◆ Written task ◆
Which lines in the records below contain the word "flooded"? Show each of those lines in full.
--- Data entries ---
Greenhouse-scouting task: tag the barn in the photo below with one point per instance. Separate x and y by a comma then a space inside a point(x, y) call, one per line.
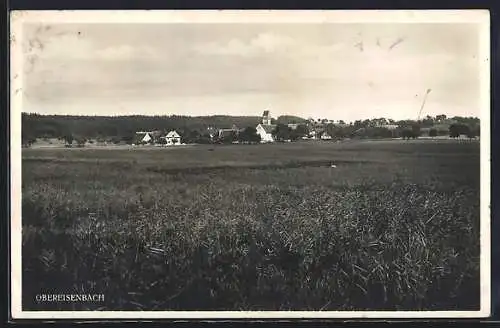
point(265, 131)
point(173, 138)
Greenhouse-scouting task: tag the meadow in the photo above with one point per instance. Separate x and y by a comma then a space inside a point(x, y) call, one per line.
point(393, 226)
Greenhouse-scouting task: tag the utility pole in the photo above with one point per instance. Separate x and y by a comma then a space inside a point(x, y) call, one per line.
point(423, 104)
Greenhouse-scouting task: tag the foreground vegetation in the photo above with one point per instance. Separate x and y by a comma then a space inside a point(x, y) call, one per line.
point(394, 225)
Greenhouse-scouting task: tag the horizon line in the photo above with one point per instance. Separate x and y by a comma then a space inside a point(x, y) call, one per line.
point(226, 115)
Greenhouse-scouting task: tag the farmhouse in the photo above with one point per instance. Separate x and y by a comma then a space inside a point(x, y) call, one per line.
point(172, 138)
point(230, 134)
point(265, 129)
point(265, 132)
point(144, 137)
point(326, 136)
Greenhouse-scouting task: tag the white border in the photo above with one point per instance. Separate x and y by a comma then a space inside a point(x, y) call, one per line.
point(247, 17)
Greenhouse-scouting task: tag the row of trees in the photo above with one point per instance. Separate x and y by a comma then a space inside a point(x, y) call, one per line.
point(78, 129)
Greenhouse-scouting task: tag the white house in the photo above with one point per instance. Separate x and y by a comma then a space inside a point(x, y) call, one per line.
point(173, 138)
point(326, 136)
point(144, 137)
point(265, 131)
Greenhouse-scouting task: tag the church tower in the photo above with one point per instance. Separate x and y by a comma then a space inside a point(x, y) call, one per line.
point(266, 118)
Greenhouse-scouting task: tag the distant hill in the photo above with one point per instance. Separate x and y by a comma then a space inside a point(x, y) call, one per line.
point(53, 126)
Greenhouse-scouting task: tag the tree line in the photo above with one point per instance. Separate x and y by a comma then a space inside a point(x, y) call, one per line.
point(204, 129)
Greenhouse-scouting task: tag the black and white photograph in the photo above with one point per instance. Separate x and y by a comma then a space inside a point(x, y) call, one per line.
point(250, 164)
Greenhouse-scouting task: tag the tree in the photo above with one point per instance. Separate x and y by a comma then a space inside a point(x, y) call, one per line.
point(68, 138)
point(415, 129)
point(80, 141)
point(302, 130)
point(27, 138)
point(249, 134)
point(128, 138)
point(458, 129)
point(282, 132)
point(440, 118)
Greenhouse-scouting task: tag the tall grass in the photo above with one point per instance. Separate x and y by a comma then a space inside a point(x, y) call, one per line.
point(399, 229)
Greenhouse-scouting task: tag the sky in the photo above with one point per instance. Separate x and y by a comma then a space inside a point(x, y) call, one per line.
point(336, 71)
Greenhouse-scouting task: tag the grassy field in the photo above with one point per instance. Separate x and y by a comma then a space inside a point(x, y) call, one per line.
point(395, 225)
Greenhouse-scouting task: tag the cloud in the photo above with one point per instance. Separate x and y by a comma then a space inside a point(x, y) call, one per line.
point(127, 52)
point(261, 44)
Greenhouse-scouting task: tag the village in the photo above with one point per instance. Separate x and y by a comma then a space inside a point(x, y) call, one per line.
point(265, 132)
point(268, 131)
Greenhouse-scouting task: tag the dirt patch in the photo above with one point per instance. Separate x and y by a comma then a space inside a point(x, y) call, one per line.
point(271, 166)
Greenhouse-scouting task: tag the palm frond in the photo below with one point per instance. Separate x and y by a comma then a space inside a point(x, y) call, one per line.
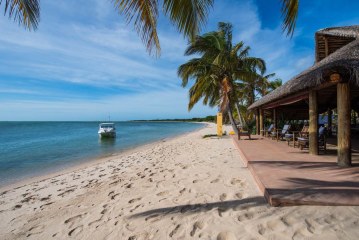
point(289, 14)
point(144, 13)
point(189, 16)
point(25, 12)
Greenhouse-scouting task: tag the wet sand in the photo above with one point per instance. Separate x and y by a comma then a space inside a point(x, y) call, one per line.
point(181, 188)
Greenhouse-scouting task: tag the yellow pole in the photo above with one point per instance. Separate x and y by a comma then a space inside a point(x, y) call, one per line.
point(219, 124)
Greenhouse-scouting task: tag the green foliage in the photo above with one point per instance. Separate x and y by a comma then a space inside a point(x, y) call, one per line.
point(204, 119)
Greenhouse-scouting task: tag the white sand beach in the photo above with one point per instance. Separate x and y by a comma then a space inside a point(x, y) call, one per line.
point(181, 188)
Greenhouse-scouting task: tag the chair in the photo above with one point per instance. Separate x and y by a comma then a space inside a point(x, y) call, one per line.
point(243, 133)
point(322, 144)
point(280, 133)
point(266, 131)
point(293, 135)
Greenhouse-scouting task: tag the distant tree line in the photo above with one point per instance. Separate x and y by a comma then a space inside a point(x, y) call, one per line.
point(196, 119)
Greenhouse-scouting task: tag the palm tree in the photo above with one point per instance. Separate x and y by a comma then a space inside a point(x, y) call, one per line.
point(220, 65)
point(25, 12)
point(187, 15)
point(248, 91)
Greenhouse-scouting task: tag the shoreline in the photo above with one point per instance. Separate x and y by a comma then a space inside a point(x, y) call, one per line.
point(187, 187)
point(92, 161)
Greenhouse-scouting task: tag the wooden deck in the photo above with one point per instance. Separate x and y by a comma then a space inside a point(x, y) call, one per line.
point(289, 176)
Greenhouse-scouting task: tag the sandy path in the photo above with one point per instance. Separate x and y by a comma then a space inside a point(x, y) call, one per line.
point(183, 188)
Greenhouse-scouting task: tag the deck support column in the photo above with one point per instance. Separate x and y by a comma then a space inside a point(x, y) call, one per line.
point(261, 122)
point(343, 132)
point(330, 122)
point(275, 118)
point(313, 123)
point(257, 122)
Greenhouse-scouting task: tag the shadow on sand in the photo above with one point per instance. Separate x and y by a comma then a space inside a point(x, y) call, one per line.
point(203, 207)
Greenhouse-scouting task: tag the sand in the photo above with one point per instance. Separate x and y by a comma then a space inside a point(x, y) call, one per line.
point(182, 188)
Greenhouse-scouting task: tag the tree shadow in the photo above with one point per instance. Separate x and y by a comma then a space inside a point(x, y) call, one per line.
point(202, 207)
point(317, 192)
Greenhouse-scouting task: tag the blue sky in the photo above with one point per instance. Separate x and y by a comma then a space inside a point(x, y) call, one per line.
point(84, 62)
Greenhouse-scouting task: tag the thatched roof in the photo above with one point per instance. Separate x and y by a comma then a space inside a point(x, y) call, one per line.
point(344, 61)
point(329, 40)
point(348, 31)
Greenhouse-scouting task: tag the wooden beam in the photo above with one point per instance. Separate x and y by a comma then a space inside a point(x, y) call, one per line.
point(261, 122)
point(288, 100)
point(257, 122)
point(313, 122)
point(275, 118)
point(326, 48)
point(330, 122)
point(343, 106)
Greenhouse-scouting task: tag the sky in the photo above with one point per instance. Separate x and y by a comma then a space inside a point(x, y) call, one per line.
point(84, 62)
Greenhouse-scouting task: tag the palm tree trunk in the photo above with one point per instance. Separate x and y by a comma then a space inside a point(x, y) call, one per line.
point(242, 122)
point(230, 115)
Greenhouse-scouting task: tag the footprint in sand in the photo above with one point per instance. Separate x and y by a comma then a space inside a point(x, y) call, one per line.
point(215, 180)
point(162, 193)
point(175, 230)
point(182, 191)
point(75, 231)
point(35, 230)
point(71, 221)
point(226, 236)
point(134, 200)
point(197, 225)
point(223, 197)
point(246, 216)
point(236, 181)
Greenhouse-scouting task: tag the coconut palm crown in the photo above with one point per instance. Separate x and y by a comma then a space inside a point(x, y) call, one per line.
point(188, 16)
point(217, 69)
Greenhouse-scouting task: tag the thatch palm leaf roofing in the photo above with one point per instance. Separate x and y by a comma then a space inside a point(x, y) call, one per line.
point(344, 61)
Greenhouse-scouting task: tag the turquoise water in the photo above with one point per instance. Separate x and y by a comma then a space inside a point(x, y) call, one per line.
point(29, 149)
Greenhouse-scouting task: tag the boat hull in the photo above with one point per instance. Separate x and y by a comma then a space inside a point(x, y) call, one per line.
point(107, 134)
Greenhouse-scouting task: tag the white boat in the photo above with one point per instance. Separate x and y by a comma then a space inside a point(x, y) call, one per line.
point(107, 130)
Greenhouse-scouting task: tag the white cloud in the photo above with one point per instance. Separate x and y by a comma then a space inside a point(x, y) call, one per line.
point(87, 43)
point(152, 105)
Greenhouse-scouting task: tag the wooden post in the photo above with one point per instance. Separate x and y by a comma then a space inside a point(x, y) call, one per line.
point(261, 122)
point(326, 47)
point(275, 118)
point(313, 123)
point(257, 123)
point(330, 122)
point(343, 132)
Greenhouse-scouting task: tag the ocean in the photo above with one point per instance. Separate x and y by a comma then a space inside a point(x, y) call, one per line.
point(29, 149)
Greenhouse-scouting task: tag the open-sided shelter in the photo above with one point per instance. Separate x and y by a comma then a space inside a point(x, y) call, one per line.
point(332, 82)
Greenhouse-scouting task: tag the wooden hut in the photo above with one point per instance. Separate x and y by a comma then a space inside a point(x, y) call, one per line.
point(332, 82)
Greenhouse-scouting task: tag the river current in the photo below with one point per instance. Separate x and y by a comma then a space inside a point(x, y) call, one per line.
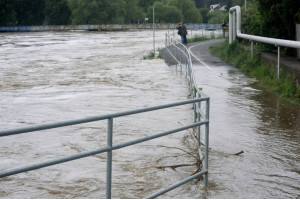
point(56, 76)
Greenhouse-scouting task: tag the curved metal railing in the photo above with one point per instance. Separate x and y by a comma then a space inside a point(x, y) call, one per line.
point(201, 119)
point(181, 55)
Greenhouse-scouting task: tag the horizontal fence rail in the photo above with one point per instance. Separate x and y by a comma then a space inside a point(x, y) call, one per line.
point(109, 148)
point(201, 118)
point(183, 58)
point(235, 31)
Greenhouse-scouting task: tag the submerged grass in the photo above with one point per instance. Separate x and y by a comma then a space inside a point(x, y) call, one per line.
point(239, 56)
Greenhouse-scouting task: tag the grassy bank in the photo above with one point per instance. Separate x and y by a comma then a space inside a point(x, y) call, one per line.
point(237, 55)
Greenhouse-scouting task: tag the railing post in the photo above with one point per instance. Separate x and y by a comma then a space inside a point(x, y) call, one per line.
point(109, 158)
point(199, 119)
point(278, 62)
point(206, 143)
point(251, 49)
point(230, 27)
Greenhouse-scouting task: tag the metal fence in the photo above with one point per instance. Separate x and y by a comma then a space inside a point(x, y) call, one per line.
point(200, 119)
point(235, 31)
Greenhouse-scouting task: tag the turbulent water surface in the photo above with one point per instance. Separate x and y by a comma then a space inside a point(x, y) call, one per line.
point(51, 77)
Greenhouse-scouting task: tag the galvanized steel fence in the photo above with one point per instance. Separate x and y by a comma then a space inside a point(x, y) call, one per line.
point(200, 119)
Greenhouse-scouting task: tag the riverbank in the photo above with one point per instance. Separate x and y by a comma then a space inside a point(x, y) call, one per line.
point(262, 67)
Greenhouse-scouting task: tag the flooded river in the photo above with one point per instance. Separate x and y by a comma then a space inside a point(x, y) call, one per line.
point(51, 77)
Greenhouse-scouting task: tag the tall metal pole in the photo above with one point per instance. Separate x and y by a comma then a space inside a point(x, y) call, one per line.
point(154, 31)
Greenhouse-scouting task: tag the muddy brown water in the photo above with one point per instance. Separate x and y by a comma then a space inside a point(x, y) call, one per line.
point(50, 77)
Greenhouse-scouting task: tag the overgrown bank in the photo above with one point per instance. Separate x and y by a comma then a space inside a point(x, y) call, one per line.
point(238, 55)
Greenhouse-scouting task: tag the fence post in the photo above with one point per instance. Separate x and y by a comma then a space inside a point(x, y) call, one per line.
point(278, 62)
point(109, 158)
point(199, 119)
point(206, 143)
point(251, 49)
---
--- Data entries ---
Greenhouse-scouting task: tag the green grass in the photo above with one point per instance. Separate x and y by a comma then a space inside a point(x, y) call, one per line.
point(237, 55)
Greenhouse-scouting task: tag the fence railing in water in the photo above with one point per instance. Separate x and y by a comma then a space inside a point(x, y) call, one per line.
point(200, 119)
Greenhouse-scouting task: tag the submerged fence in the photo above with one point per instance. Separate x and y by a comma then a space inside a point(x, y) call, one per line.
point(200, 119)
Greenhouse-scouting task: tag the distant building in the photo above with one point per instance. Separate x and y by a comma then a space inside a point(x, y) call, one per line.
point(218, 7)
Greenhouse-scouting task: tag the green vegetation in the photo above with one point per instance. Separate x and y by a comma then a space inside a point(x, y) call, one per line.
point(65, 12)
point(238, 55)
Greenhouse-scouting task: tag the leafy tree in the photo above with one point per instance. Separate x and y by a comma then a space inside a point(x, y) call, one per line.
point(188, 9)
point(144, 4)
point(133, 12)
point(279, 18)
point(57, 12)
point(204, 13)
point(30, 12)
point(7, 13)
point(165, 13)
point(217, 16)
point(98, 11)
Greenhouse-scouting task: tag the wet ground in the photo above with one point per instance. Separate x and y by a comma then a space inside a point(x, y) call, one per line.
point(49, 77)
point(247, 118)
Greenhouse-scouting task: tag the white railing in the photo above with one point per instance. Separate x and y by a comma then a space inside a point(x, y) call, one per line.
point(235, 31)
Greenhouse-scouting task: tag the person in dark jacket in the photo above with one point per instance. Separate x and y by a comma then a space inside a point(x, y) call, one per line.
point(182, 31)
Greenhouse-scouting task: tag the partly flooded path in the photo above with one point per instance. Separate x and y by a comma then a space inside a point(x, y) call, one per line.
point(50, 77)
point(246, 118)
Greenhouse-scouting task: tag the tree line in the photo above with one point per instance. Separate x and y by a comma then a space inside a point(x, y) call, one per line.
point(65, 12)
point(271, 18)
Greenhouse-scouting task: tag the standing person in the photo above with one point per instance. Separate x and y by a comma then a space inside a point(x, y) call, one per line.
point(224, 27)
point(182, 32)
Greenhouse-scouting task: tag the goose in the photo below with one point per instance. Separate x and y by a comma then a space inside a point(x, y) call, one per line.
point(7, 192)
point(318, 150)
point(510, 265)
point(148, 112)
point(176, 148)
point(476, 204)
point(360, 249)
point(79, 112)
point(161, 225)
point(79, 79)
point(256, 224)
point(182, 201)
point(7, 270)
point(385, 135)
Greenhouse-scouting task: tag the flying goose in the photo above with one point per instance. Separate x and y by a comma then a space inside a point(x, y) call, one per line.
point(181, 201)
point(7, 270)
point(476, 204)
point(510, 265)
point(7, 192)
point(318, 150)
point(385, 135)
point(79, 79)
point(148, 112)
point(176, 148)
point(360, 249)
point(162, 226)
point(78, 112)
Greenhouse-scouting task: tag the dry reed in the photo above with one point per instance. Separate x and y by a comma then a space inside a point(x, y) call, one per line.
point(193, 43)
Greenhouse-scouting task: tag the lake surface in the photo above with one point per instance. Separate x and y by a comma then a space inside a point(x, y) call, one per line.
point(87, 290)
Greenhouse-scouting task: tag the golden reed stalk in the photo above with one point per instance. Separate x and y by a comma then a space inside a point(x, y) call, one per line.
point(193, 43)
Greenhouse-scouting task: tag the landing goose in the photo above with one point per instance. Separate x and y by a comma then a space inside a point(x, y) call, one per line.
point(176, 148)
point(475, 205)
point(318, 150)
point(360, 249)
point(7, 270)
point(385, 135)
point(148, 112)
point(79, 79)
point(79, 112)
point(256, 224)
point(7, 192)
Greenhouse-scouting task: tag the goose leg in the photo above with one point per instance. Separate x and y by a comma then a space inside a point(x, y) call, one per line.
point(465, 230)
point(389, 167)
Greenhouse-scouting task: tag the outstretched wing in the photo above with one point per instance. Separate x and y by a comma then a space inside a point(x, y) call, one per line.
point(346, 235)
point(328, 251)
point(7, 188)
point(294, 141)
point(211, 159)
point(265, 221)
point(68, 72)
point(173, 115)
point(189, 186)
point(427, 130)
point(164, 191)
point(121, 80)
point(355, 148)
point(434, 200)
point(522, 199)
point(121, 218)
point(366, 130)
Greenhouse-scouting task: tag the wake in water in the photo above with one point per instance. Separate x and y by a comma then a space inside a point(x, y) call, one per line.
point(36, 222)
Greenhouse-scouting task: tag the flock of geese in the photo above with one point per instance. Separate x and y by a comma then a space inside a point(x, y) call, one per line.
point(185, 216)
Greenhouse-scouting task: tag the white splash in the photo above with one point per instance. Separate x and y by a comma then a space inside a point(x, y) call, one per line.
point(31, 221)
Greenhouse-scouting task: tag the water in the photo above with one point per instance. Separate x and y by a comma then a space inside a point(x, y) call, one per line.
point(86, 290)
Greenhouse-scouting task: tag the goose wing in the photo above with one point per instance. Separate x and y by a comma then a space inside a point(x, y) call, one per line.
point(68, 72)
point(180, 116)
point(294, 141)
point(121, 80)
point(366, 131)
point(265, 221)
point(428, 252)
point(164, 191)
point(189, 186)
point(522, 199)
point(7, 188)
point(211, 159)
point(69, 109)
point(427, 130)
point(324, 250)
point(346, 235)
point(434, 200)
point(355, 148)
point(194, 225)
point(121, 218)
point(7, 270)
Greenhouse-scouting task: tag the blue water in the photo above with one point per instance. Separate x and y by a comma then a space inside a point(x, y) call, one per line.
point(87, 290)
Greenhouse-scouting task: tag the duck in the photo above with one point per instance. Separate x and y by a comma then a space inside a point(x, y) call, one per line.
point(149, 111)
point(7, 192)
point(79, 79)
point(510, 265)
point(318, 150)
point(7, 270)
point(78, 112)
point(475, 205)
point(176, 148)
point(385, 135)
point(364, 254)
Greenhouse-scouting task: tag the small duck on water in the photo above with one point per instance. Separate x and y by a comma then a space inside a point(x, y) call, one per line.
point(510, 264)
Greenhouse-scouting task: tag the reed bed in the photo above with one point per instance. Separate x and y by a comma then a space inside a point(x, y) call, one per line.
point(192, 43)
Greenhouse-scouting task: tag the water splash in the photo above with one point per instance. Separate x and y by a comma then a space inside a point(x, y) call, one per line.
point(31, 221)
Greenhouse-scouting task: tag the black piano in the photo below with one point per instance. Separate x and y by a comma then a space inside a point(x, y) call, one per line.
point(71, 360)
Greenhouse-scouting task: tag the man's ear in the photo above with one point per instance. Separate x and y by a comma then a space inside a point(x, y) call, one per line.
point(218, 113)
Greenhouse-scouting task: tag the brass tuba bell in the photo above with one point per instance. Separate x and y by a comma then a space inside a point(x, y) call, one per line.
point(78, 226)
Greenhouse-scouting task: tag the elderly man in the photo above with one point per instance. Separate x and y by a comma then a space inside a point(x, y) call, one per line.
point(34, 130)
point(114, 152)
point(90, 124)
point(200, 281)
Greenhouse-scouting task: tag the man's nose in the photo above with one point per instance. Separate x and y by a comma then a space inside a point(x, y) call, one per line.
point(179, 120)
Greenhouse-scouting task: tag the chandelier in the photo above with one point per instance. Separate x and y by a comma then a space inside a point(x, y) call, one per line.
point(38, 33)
---
◆ The answer ◆
Greenhouse-scouting task: tag the flooded river in the photo above with one point per instance. Separate x and y by a comma then a space inside a point(x, y) call, one per line.
Greenhouse-scouting task: tag the partly flooded path in the photo above with one point per instance. Separate x and y by a comma then a space inside a point(x, y) call, one per line.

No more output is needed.